**** Selected passage ****
Real-time graphics rendering (generative art)

I am looking for a package or a toolchain which allows me to render generative visuals as fast as possible (as for example with processing, p5 or other creative languages).

The reason I would like to use julia is, that my models are written in jl and i prefer not to transport everything to a new language. I am using GLMakie atm, But it is way too slow.

The dream would be to stream the Video to an other app via NDI or Syphon.

I did use Blender with Matlab for one project. I would take a look at it. There are a number of posts for using it with Julia.

thanks! i didnt know that this exists. in this project i do only create a 2 pixel image. so i wont use blender, but for an other one this is an option!

I am using GLMakie atm, But it is way too slow.

GLMakie can be pretty fast (state of the art even for some things), but there are a couple of things that will make things very slow.
Can you pin down what’s too slow?

I think at the moment i do sth quite stupid:

using Images
using NearestNeighbors

function voronoiColorMap(
    graph;
    saving::Bool=true,
    outdir::String="output/",
    xResolution::Int=1024,
    yResolution::Int=1024,
    xRange=(-1,1),
    yRange=(-1,1),
    filename::String="visualization",
    stateColors=Dict(1 => RGB(1,0,0), 0 => RGB(0,0,0), -1 => RGB(0,0,1)),
    ignoreBoundary::Bool=false
)
    # Ensure output directory ends with a slash
    outdir = endswith(outdir, "/") ? outdir : outdir * "/"
   
    # Pre-allocate arrays and extract data in one pass
    nVertices = nv(graph)
    verticesCoord = zeros(Float64, 2, nVertices)
    states = zeros(Int, nVertices)
   
    # Extract vertex data in chunks for better cache performance
    vertex_chunk_size = 128  # Adjust based on your system's cache size
    vertices_list = collect(vertices(graph))
   
    Threads.@threads for chunk_start in 1:vertex_chunk_size:nVertices
        chunk_end = min(chunk_start + vertex_chunk_size - 1, nVertices)
****
◆ Requests
a) Set down the passage of the thread on real-time rendering in Julia exactly as it stands, beginning at the words "The reason I" and stopping after the words "it with Julia.".
b) Summarize the thread on real-time rendering in Julia in three sentences.
**** Supplied information ****
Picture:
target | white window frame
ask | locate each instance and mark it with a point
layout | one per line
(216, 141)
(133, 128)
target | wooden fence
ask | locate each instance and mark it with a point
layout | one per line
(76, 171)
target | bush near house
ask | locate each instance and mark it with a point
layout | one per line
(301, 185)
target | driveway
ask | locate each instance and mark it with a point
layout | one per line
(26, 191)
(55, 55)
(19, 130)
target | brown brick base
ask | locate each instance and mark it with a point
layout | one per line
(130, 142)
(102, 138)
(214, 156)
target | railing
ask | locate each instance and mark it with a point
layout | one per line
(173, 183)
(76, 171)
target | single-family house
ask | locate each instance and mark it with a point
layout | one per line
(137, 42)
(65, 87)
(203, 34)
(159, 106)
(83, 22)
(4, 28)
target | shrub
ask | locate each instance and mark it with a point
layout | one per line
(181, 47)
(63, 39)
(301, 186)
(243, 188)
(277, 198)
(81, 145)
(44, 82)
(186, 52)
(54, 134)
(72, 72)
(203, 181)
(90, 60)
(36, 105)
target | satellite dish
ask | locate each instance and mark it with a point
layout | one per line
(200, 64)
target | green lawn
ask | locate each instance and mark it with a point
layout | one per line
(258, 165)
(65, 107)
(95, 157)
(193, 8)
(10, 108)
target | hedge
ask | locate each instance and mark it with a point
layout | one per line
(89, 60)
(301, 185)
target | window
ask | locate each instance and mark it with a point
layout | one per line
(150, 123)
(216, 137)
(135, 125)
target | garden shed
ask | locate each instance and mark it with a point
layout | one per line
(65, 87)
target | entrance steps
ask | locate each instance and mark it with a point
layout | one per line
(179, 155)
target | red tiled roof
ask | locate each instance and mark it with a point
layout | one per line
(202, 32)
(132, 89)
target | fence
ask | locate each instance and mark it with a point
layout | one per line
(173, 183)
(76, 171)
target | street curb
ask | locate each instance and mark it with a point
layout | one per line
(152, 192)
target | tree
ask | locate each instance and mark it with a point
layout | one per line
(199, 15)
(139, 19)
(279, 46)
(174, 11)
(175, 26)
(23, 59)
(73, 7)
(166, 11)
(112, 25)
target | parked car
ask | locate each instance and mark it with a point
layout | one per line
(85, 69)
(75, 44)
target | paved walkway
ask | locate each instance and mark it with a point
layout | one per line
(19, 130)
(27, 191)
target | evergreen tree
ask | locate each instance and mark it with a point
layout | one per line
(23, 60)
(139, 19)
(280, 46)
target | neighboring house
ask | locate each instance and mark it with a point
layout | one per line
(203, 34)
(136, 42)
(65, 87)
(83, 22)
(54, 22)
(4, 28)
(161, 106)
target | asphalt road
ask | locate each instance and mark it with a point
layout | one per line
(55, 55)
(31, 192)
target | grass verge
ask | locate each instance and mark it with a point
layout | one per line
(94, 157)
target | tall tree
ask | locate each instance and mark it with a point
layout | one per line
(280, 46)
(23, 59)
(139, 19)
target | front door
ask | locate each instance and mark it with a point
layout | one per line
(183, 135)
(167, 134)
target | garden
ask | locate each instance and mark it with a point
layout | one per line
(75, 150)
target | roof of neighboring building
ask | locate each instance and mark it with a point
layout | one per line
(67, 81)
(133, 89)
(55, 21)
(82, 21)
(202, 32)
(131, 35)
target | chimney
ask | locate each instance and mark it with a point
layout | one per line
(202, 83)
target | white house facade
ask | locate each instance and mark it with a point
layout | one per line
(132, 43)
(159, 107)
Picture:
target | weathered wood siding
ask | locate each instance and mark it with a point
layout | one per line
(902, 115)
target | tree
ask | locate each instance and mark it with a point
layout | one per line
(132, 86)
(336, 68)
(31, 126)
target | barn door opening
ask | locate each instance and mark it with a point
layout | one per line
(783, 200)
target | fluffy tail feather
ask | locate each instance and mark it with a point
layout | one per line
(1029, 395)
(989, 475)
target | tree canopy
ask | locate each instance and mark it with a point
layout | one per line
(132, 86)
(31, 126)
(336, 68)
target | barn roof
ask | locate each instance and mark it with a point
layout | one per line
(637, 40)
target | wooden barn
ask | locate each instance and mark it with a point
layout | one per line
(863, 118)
****
◆ Answers for the exercise
a)
The reason I would like to use julia is, that my models are written in jl and i prefer not to transport everything to a new language. I am using GLMakie atm, But it is way too slow.

The dream would be to stream the Video to an other app via NDI or Syphon.

I did use Blender with Matlab for one project. I would take a look at it. There are a number of posts for using it with Julia.

b) The poster is looking for a package or toolchain that can render generative visuals as fast as possible in Julia, the language the poster's models are written in, because GLMakie is way too slow, and would ideally stream the video to another app via NDI or Syphon. One reply suggests Blender, which the poster will not use for this project but considers an option for another one. A second reply states that GLMakie can be pretty fast and asks what exactly is too slow, and the poster answers with code for a Voronoi color map function.